» Exercises to complete
a. Decide whether each statement agrees with the passage on the Pentagon's North Korea smuggling scheme. Answer yes or no and quote the deciding words: (i) the HISG charity received an estimated $15 million from the Pentagon; (ii) the smuggled devices are said to have provided critical intelligence; (iii) the operation ended in 2004.
b. Carry on the account of the Pentagon's North Korea smuggling scheme, starting after its final sentence.

The story goes something like this: in 2004 the Pentagon, fired up by the need to “protect the country” post 9/11, was keen on muscling in on the CIA’s virtual monopoly on strategic intelligence collection. A scheme [was devised] to smuggle electronic monitoring equipment and other spyware into top priority target North Korea. … A religious charity called Humanitarian International Services Group (HISG) was developed [to enable] the smuggling of monitoring equipment into North Korea under cover of shipments of used clothing.

The HISG charity was funded by the Pentagon to the tune of an estimated $15 million during the course of the operation. It is reported that short wave radios and some electronic devices intended to monitor nuclear programs as well as interfere with North Korean military communications were smuggled into the country by unwitting Christian missionaries, aid workers, and Chinese smugglers, but whether they provided any critical intelligence is unclear. The operation continued to run [until] 2013.

» Data for review

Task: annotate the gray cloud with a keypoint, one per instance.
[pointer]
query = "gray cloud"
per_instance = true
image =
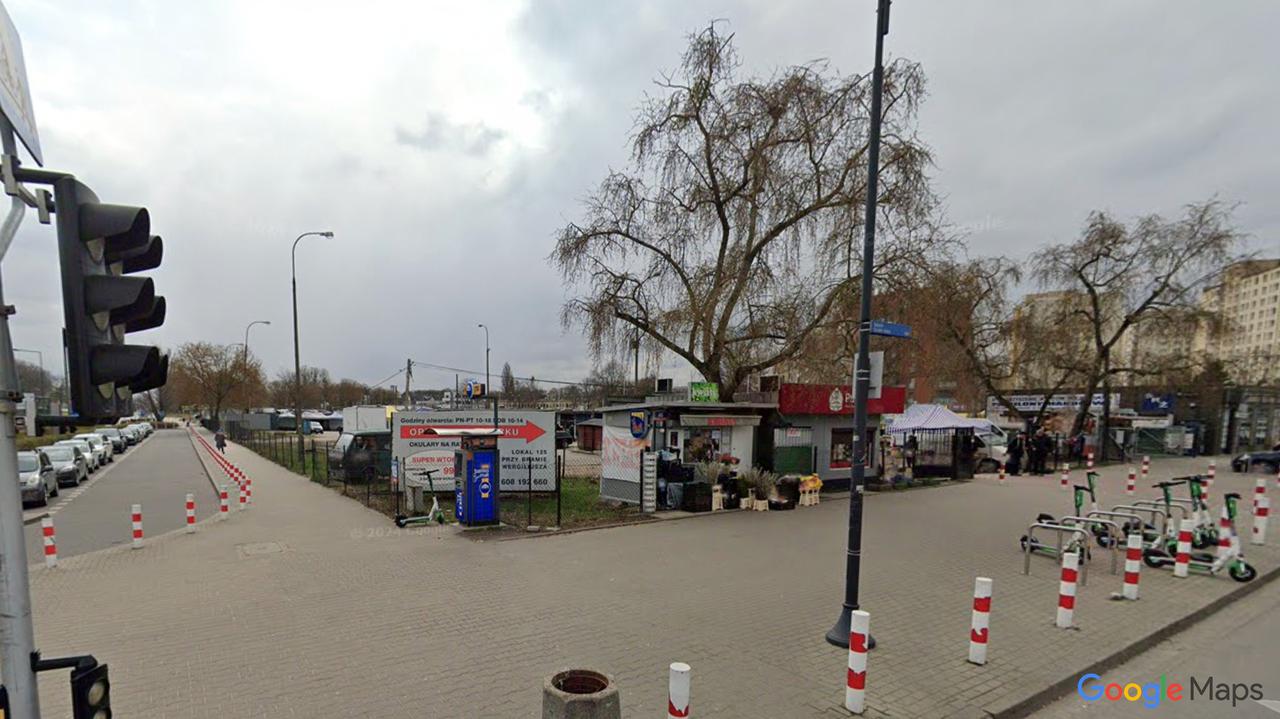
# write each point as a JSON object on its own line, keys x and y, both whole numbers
{"x": 439, "y": 133}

» Exercise answers
a.
(i) Yes: "funded by the Pentagon to the tune of an estimated $15 million"
(ii) No: "whether they provided any critical intelligence is unclear"
(iii) No: "The operation continued to run [until] 2013."

b.
Now it will be plausibly believed that Christian charities are actually hotbeds of American spies and the likely response will be commensurate with that perception. Using a Christian charity to spy puts at risk all the employees and volunteers linked to that specific organization while helping propagate the myth that any indigenous Christian is a potential traitor.

Using unwitting and unfocused humanitarian charity volunteers and employees to smuggle in spy gear was a non-starter right from the beginning and should never have been attempted. The United States government does in fact impose a ban on recruiting certain categories of individuals as spies. Clergymen are off limits partly for ethical reasons but more because the exposure of such a relationship would be devastating both to the religious organization itself and to the United States government. Use of the U.S. taxpayer-funded Peace Corps is also banned because exploiting it would potentially turn its volunteers into targets for terrorists.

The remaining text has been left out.